▶ **CHALLENGE**
Reproduce the data from its start through the line containing "270], [43, 269]]]", keeping every line, requests included. Shift each coordinate in the answers up by 98, but leave the numbers in the requests and their format samples unchanged.

▶ **Annotation dataset entries**
****************
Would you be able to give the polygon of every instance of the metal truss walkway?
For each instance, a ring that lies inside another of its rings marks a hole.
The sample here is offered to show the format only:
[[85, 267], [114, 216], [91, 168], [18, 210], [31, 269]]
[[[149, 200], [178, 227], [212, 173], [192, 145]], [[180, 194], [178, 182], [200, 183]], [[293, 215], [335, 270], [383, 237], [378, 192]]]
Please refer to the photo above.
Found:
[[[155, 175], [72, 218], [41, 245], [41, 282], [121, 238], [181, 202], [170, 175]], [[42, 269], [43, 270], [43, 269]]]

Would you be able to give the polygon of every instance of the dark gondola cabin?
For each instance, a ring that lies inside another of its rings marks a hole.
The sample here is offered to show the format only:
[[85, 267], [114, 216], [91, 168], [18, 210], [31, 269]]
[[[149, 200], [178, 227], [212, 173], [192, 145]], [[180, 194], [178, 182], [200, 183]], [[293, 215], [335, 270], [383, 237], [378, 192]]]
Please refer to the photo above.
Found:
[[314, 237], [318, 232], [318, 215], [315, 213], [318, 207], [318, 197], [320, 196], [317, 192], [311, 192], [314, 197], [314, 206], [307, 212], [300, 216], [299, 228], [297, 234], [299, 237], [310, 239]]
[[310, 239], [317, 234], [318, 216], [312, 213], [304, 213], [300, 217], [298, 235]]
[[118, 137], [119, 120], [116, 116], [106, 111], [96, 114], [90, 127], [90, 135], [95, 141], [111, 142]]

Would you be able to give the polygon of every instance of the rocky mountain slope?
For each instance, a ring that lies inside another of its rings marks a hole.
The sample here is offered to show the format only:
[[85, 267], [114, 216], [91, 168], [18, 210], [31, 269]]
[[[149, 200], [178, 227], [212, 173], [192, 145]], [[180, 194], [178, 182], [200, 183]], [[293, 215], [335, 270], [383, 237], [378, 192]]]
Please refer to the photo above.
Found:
****************
▶ **FINAL RESULT**
Would you be able to give the polygon of every instance of the metal truss walkway?
For each instance, a ring that lies inside another of its rings marks a hole.
The sample here is offered to show the format only:
[[85, 267], [114, 216], [91, 168], [18, 210], [31, 269]]
[[[149, 200], [178, 227], [212, 173], [192, 145]], [[180, 194], [178, 182], [200, 183]], [[293, 215], [335, 270], [383, 237], [378, 192]]]
Please refer to the photo above.
Found:
[[[253, 273], [170, 316], [139, 343], [139, 380], [219, 336], [279, 300], [268, 273]], [[140, 367], [141, 368], [141, 367]]]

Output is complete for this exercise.